* [DATASET CONTENT]:
◇ ◇ ◇ ◇ ◇ ◇ ◇

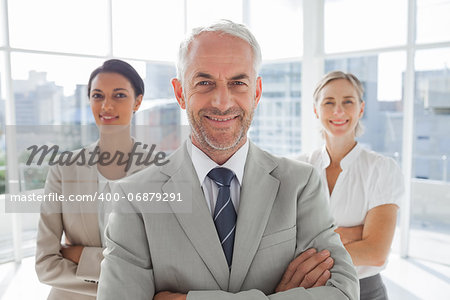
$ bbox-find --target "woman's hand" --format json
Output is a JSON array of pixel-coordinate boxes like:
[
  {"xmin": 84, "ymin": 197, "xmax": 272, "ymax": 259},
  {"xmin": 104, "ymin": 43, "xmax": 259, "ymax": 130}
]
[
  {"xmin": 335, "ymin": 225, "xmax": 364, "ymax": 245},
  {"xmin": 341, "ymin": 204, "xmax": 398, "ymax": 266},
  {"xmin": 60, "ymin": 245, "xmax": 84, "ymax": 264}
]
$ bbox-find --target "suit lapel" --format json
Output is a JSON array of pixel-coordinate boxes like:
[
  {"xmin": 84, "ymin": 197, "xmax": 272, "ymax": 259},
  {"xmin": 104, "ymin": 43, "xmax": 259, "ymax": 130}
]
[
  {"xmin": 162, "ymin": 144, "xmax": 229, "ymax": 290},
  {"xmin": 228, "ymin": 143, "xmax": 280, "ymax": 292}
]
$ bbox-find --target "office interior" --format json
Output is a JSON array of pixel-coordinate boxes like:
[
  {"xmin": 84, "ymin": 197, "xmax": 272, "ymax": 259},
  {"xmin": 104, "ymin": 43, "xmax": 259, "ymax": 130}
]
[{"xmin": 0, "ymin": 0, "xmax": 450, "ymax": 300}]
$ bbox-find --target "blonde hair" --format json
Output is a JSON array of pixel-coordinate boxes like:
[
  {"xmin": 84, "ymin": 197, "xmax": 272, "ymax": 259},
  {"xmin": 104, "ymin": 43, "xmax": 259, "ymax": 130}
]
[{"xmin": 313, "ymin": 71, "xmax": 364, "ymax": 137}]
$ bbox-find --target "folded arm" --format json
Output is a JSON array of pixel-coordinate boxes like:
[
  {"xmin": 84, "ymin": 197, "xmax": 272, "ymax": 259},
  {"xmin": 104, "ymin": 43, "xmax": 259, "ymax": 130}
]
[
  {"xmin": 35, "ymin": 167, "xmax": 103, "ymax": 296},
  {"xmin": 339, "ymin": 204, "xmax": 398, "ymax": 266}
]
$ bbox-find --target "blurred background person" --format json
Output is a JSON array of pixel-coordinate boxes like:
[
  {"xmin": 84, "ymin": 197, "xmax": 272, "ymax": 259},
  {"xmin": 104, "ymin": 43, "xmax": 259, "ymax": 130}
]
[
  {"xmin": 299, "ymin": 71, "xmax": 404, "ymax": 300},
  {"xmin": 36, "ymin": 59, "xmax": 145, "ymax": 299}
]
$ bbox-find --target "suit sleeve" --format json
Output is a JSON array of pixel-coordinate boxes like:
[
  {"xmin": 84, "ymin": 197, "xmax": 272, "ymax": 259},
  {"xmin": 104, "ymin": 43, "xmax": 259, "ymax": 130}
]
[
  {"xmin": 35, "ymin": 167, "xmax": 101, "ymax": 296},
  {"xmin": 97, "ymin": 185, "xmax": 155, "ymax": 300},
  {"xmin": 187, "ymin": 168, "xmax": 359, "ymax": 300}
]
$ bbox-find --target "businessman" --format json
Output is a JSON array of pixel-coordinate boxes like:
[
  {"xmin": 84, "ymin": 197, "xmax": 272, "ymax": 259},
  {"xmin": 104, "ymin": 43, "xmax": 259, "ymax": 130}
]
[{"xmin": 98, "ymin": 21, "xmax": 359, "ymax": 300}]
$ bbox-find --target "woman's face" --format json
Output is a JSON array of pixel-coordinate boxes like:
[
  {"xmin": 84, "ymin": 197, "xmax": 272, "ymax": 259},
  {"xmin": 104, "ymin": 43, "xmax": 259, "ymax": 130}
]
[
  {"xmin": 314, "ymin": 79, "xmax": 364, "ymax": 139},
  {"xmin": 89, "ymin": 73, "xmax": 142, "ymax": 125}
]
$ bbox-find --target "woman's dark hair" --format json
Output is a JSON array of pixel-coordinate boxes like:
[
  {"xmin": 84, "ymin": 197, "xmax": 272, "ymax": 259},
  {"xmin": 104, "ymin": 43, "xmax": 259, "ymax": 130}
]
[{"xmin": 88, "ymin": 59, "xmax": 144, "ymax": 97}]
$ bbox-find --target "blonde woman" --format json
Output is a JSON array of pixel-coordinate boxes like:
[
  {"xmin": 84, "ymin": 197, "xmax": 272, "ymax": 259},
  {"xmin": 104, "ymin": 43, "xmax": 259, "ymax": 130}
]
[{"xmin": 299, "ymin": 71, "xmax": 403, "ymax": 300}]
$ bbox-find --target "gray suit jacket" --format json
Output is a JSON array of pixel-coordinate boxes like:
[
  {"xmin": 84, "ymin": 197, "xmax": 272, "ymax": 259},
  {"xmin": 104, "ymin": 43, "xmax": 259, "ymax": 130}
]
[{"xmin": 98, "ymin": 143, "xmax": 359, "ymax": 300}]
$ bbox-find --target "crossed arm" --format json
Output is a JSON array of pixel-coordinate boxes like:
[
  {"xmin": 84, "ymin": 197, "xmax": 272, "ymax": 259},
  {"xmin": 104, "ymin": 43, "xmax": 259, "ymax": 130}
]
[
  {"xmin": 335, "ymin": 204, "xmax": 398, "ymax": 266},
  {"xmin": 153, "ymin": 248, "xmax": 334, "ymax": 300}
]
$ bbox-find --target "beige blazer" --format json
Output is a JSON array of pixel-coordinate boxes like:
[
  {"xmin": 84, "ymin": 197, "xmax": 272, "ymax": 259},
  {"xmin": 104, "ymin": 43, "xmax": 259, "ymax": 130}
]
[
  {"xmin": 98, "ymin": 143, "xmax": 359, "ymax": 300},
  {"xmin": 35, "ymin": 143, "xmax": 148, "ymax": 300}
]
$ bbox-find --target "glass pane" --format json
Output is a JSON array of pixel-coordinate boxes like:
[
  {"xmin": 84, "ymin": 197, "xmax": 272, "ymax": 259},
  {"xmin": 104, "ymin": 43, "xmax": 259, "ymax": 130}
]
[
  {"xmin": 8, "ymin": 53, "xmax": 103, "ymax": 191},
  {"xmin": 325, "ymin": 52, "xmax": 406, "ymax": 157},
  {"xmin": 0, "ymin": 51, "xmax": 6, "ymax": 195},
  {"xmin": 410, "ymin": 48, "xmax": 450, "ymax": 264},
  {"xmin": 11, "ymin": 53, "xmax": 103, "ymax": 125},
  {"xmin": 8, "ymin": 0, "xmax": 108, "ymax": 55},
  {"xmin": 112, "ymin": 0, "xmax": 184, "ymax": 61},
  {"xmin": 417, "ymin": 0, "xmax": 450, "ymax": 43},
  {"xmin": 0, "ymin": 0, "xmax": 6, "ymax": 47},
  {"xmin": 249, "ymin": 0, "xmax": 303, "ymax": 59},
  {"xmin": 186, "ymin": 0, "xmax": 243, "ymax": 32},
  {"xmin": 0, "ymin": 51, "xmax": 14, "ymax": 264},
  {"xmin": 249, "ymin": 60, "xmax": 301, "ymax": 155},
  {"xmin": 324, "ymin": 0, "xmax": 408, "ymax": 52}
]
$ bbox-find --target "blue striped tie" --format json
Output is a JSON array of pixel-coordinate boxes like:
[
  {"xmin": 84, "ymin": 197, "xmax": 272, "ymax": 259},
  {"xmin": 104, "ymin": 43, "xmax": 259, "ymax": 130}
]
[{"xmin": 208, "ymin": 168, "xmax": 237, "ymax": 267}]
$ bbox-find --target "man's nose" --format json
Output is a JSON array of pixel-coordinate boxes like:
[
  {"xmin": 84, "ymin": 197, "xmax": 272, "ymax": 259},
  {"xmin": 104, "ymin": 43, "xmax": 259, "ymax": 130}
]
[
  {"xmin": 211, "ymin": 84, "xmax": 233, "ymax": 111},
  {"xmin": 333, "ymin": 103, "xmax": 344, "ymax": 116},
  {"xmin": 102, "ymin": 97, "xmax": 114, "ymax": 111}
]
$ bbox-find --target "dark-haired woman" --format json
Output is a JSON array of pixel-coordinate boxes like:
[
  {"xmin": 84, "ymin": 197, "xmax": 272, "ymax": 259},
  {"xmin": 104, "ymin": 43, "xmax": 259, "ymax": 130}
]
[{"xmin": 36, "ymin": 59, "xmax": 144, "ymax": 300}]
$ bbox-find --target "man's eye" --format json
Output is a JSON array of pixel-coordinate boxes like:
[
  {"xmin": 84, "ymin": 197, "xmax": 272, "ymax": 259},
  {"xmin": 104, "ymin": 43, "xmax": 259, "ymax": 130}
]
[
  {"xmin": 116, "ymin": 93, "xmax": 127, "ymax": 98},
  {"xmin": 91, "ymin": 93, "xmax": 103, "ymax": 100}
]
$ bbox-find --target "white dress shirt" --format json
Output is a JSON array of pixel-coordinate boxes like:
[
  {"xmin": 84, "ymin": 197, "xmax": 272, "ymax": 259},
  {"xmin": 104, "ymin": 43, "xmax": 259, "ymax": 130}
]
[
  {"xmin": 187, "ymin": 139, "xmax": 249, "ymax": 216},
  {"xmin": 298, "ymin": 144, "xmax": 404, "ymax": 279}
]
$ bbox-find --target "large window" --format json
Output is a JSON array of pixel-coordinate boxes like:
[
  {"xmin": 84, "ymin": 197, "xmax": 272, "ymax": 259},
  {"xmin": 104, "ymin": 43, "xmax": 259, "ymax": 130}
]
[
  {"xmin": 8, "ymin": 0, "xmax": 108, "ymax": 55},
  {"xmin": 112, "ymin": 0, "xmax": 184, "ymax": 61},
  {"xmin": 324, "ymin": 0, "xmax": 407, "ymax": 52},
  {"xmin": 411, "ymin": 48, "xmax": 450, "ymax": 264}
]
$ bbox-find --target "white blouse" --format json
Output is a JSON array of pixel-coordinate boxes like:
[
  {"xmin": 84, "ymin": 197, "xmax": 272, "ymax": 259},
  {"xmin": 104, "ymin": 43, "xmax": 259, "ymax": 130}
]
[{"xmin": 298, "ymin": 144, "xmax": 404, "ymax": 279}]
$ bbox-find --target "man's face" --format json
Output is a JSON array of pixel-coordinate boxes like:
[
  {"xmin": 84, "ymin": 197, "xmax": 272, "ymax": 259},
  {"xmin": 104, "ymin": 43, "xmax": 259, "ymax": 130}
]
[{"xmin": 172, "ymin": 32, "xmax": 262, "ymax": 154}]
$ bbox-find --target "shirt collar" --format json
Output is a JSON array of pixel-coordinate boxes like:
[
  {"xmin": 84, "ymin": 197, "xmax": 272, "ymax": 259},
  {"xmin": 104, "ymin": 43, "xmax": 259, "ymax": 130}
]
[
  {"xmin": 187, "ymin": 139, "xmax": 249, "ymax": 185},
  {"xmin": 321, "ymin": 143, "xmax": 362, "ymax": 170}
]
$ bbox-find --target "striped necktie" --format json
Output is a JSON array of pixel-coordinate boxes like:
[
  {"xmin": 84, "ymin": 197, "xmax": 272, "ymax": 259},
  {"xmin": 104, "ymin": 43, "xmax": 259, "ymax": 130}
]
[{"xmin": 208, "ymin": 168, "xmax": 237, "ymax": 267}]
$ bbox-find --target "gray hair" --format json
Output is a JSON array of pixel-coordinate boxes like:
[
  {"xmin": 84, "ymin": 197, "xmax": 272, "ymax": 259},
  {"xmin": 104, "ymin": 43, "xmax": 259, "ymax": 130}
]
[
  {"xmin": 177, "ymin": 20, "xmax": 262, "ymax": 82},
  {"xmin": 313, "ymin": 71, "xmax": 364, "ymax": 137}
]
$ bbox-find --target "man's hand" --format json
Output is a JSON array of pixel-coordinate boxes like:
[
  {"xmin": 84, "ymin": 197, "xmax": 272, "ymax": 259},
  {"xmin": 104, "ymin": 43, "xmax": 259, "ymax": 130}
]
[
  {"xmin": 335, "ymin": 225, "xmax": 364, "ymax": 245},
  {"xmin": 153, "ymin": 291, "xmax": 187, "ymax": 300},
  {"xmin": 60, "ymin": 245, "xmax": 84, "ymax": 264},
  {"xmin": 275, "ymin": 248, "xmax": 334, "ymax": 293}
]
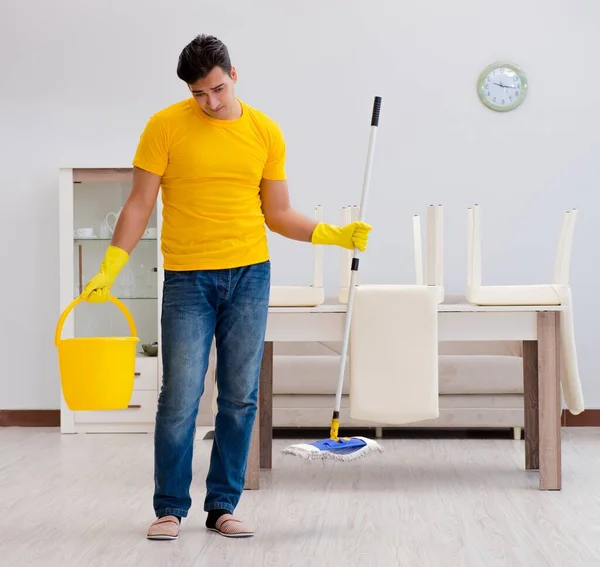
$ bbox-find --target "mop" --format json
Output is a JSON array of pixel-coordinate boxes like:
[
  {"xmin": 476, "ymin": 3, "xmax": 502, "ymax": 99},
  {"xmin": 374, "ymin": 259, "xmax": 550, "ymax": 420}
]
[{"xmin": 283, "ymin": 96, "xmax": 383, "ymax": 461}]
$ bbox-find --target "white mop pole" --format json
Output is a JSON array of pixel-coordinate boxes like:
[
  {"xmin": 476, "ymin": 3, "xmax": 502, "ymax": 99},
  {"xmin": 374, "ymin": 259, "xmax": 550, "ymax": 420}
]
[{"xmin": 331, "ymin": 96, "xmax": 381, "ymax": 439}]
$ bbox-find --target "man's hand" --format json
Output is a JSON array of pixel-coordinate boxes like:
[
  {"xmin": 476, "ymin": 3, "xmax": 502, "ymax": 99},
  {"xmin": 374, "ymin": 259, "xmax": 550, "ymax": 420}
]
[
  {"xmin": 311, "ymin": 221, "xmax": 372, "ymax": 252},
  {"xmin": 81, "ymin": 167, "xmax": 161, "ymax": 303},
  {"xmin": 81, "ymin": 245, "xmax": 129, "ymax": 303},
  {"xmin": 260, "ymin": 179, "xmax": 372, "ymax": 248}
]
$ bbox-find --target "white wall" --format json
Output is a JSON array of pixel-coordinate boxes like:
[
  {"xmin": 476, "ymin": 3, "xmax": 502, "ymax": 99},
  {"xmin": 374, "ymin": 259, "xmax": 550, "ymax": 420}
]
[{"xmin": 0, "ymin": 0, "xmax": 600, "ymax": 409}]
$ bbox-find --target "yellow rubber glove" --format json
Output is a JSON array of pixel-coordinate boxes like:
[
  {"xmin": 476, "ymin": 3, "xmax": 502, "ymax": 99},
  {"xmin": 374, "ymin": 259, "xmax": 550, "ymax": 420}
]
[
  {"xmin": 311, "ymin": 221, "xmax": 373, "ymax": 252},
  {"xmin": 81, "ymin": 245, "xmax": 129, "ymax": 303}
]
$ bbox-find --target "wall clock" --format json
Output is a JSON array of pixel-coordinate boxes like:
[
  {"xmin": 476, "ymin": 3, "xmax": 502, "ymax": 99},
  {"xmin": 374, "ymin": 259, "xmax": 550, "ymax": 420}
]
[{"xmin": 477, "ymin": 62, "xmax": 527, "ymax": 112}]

◇ ◇ ◇ ◇ ◇ ◇ ◇

* [TASK GOAL]: How many lines in the listing above contain the string "gray"? Case counts. Reply with the number alone.

* [WRITTEN RESPONSE]: 2